### [What you will do]
Give back the full material, exactly as it reads.

### [Records for this exercise]
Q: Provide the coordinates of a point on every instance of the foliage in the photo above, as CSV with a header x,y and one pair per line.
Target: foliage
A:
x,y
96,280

### [Output for this task]
Q: Provide the coordinates of a point on every instance of the foliage in the photo above, as CSV with a header x,y and one pair per line.
Target: foliage
A:
x,y
96,280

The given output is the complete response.